━━ Records shown ━━

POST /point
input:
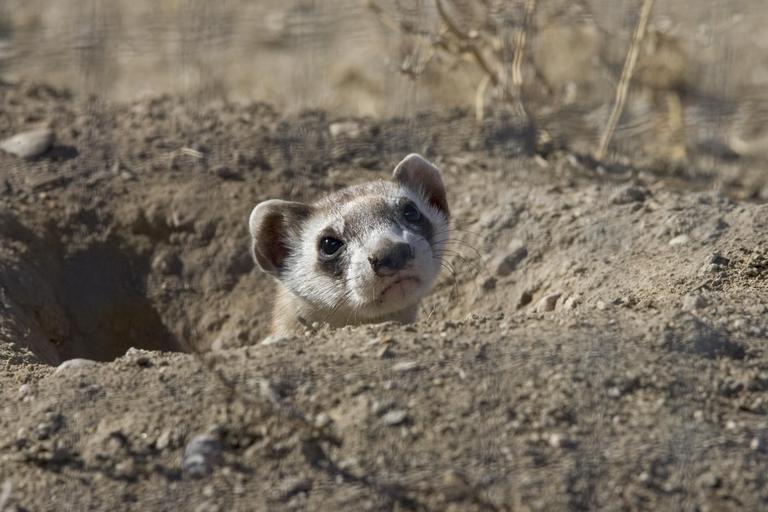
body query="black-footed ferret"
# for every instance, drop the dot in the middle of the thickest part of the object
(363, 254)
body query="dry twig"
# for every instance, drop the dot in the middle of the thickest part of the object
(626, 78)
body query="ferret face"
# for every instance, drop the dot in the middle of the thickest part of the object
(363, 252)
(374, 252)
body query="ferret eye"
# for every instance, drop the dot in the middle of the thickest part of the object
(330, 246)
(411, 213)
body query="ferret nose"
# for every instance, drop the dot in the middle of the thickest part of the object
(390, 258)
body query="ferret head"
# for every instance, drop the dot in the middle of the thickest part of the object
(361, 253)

━━━
━━ Records shown ━━

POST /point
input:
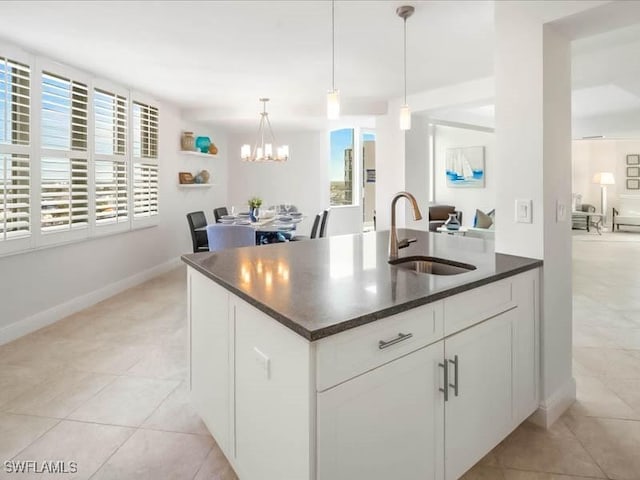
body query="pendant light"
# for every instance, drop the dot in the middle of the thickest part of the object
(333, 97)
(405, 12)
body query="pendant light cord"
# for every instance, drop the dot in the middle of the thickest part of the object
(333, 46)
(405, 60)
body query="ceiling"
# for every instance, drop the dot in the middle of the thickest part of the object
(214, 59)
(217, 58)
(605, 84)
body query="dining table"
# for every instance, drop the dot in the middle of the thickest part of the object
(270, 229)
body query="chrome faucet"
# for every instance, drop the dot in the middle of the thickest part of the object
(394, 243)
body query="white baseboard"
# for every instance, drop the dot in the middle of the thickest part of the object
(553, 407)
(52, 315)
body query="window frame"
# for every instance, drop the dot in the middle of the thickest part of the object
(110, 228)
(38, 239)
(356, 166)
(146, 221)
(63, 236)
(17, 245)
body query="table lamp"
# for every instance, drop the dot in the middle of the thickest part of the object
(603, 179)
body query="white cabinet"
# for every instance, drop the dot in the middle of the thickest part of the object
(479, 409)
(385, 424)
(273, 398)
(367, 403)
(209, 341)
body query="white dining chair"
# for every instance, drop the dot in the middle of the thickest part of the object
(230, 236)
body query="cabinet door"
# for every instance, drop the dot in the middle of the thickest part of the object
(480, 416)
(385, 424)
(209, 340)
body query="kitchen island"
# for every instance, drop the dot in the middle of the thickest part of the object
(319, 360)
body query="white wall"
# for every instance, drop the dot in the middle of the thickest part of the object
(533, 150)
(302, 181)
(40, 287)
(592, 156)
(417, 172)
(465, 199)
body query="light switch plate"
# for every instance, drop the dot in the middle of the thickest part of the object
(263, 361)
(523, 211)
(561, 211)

━━━
━━ Records shown ━━

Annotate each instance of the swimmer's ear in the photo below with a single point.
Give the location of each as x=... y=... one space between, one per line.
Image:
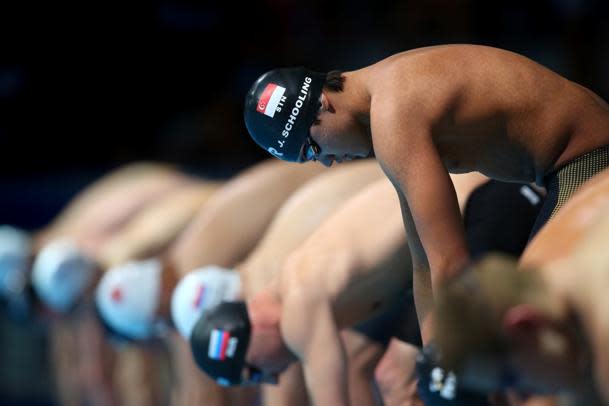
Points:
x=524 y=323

━━━

(Exercise prompt):
Where does the word "dining" appear in the records above? Return every line that holds it.

(Response to the exercise):
body query="dining table"
body query="white dining chair"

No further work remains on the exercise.